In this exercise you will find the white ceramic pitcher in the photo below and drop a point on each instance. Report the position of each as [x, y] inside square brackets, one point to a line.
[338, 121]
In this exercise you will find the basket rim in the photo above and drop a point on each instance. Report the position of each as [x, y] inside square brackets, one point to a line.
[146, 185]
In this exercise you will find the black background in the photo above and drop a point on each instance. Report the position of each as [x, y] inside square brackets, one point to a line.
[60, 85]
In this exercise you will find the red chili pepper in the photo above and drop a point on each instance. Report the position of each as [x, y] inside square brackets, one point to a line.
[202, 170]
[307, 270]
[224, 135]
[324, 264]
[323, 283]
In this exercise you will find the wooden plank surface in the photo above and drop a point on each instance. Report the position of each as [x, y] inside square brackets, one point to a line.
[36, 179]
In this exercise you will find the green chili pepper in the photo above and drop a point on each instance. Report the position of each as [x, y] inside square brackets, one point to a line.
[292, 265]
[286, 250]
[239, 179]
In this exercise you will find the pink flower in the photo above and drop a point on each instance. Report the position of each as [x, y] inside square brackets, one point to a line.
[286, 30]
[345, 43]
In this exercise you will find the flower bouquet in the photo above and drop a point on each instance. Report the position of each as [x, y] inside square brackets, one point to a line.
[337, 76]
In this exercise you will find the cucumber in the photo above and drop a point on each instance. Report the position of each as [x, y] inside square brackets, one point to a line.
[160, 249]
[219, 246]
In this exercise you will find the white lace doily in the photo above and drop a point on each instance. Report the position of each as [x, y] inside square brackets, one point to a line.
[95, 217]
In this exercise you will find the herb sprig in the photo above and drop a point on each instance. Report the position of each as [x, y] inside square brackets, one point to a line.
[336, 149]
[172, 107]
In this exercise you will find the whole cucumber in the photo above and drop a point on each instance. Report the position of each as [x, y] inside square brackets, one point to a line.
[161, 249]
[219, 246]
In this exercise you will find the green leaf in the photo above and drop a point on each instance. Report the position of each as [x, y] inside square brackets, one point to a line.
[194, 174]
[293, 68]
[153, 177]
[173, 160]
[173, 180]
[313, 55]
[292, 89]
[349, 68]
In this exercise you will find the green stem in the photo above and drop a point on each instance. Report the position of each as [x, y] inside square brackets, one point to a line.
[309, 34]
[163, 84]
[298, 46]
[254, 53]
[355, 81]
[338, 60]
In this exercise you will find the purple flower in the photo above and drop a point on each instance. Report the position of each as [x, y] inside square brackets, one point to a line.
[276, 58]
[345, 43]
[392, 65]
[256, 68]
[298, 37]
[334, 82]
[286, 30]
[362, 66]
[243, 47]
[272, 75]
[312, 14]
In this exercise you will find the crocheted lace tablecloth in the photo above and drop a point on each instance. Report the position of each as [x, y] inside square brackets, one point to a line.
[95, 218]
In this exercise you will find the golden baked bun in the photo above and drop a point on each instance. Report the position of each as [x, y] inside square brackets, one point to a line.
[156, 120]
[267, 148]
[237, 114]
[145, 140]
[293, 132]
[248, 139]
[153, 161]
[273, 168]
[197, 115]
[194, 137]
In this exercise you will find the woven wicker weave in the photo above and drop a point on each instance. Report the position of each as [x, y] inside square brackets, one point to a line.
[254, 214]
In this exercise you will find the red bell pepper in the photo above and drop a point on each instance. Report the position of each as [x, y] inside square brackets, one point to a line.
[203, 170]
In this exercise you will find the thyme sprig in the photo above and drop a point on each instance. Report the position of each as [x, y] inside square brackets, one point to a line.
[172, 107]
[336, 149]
==============================
• [Job]:
Write out all of the records above word for word, keeping every line in its original order.

• [The output]:
In this exercise you will find the white ceramic pitcher in the photo below and drop a point on each instance. Report the position of each as [x, y] inside square brackets, one point to a line.
[338, 121]
In this exercise you will find the basket rim in the photo above and drop a point on each instance. Report the position of each as [x, y] inside square brackets, one point to a line.
[146, 185]
In this exercise you will find the black background in the photo above and drop a point on each instance. Report the position of each as [x, y] inside square brackets, one point to a line.
[60, 85]
In this exercise you will find the red chili pepper in the photo above and drop a point on each instance. Report the position of each as [x, y] inside square brackets, one point to a line.
[202, 170]
[307, 270]
[224, 135]
[324, 264]
[323, 283]
In this exercise you will find the wooden plank surface in the photo above and drop a point on each instance. Report the position of each as [x, y] inside square brackets, one point to a line.
[36, 179]
In this exercise you will find the green chili pepper in the photo above and drop a point on each instance. Report the position of each as [x, y] inside square brackets, one point to a line.
[292, 265]
[286, 250]
[239, 179]
In this exercise you will find the pink flower in the photo above and drop a point on each instance. Report the position of each as [x, y] inside square brackets, one point to a line.
[286, 30]
[345, 43]
In this exercise you will find the flower bouquet in the photo above and drop a point on each instance. Report the position of each as [x, y] inside square brackets, one point to a line.
[337, 76]
In this exercise you will find the cucumber in the photo above and drop a point on each instance. Report the position of each as [x, y] inside square brackets, one point to a line.
[160, 249]
[219, 246]
In this exercise you will find the white lace doily in the photo above and drop a point on each instance. Report the position of each as [x, y] inside square brackets, one point to a line.
[95, 217]
In this exercise you will find the herb sprig in the photo above and drop a point on each instance. Report the position of each as [x, y] inside square brackets, one point to a line.
[336, 149]
[172, 107]
In this exercise you will find the whole cucumber in the photo above and drop a point on each instance. Report the position of each as [x, y] inside square brackets, one point to a line.
[161, 249]
[219, 246]
In this exercise you will find the green leaf in the photo above and drop a point on each instance. Report the position of each as [x, y] inside square brackets, one point to a line.
[194, 174]
[293, 68]
[153, 177]
[173, 160]
[173, 180]
[313, 55]
[292, 89]
[349, 68]
In this exercise you will find the green stem in the photo above and drop a point on each instance. Report the position of each as [x, y] inside square brackets, one point to a line.
[309, 34]
[163, 84]
[298, 46]
[254, 53]
[355, 81]
[338, 60]
In this exercise you will find the purple flower in the photo above and drop a point on each instance. Report the position of each as [x, y] inside square brackets, one point to a line.
[276, 58]
[345, 43]
[392, 65]
[256, 68]
[298, 37]
[334, 82]
[286, 30]
[362, 66]
[243, 47]
[272, 75]
[312, 14]
In this exercise you will find the crocheted lace tablecloth in the photo above and drop a point on each instance. Report the position of each as [x, y] inside square brackets, one point to a line.
[95, 218]
In this exercise you will find the golden baked bun in the photo above and drop a point on each instance. Report the position of each as [x, y] inside square brackets, one point to a line.
[156, 120]
[267, 148]
[237, 114]
[145, 140]
[293, 132]
[248, 139]
[153, 161]
[273, 168]
[197, 115]
[194, 137]
In this exercise you will find the woven wicker weave in the photo above and drop a point on each instance. Report the position of each as [x, y] inside square brackets, one point to a line.
[254, 214]
In this exercise you will find the red bell pepper in the photo above and drop a point on each instance. Report the position of each as [x, y] inside square brackets, one point to a line.
[203, 170]
In this exercise you will find the thyme sprig in the photo above and drop a point on each instance. Report the position of each as [x, y] inside square brackets, one point to a line.
[172, 107]
[336, 149]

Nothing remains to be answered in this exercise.